*Your task*.
Print the full listing exactly.

::: Entries shown :::

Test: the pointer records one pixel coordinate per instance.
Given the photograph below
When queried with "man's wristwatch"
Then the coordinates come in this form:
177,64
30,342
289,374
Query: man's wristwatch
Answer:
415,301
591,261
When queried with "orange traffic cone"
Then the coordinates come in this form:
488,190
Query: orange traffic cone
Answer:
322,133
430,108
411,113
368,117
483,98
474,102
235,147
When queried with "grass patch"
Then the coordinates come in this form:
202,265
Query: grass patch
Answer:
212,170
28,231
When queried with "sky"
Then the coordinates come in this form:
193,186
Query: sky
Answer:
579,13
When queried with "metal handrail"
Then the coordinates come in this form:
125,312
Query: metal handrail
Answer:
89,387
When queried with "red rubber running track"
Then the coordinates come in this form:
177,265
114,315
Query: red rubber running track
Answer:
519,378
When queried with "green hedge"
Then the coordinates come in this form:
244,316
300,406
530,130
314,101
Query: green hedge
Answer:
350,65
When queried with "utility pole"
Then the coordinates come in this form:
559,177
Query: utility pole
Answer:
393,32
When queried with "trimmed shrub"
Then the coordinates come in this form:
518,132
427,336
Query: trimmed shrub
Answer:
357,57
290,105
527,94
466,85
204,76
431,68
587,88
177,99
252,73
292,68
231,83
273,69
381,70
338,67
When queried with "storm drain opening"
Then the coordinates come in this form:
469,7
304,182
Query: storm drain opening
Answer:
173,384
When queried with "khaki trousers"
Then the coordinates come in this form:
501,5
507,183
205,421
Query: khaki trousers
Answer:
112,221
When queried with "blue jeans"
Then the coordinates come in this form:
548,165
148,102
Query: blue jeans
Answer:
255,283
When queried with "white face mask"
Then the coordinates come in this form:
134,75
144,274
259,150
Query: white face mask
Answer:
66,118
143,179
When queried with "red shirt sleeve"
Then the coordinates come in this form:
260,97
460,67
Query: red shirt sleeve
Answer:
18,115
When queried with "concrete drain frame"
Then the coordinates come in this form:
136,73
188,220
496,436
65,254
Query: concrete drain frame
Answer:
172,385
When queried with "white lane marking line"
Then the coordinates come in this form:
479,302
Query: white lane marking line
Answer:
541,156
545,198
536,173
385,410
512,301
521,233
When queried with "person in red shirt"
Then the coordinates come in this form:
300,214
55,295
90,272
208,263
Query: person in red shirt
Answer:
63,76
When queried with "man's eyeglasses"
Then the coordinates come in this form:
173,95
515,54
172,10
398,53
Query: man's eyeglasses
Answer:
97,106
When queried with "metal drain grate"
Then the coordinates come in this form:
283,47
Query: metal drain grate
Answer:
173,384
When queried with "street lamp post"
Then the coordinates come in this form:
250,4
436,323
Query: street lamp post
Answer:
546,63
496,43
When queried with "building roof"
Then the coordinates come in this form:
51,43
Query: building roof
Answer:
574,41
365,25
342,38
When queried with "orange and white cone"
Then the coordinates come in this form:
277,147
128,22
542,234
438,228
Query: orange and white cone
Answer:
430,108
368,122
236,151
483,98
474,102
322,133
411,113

:::

*Solution to this problem*.
Test: the pointer records one pixel coordinate per instance.
Given the photograph below
When queried with "man's wristwatch"
Then the coordinates come in this form:
177,64
30,342
289,374
Query: man's wristwatch
Answer:
415,301
591,261
When queried with "orange traffic cone"
Then the coordinates come in this form:
488,190
Query: orange traffic cone
Answer:
322,133
430,108
411,113
368,117
483,98
474,102
235,147
When queried with "grass patch"
Then the coordinates come in this form:
202,265
Query: grass patch
Answer:
212,170
28,231
When queried with "sky"
Then the coordinates come in this form:
193,186
Query: sky
Answer:
579,13
When queried with "metal handrail"
Then the coordinates come in this form:
125,312
Query: metal handrail
Answer:
89,387
When queried with "red rubber running track"
Then the coordinates come in this form:
177,265
114,315
Query: red rubber running track
Answer:
519,378
When queried with "green hedge"
Then the coordinates come in this form:
244,316
300,406
530,130
314,101
Query: green hedge
Answer:
350,65
When queried with "utility pole"
Then the coordinates come in this form:
559,177
Query: utility pole
Answer:
393,32
When queried with "trimmed shrub"
Then the coordinates come in this form:
518,132
427,336
Query: trimmed shrub
Answer:
357,57
290,105
527,94
466,85
204,76
431,68
587,88
177,99
252,73
292,68
231,83
273,69
381,70
338,67
When queried with "storm drain opening"
Then the coordinates come in this form:
469,7
304,182
Query: storm drain opening
Answer:
173,384
When queried with "khaki trousers"
Then the coordinates come in this form:
501,5
507,183
205,421
Query: khaki trousers
Answer:
112,221
When queried with "blue jeans"
Then the coordinates come in this form:
548,165
148,102
Query: blue jeans
Answer:
255,283
When queried with "white face mask"
Then the coordinates come in this form:
134,75
144,274
259,150
Query: white face mask
Answer:
66,118
143,179
When queried with "red shirt sleeve"
Then the coordinates come in this form:
260,97
460,67
Query: red shirt sleeve
Answer:
18,115
When queried with "concrete drain frame"
Then the coordinates come in this form:
136,73
188,220
496,436
65,254
Query: concrete drain frame
Answer:
172,385
When queried with "white lane marking line"
Then the coordinates come in this form:
479,302
Query: white lane marking line
Answer:
541,156
545,198
536,173
385,410
512,301
521,233
When queried with "person in red shirt"
Then the coordinates come in this form:
300,214
55,295
90,272
208,263
Query: person in red shirt
Answer:
63,76
When queried with "man's eyeglasses"
Then the coordinates come in this form:
173,95
515,54
172,10
398,53
Query: man's eyeglasses
Answer:
97,106
When queried with "metal drain grate"
Then the coordinates come in this form:
283,47
Query: metal drain grate
Answer:
173,384
When queried with "street lamp post"
Then the coordinates come in this form:
250,4
436,323
Query: street lamp post
Answer:
546,63
496,43
When queried with "building roof"
Then the coordinates come in this form:
51,43
Query: building roof
Answer:
574,41
365,25
342,38
When queried with "orange and white cone"
Then the coordinates come in this form:
277,147
128,22
542,234
438,228
Query: orange and white cone
Answer:
430,108
368,122
236,151
483,98
474,102
322,133
411,113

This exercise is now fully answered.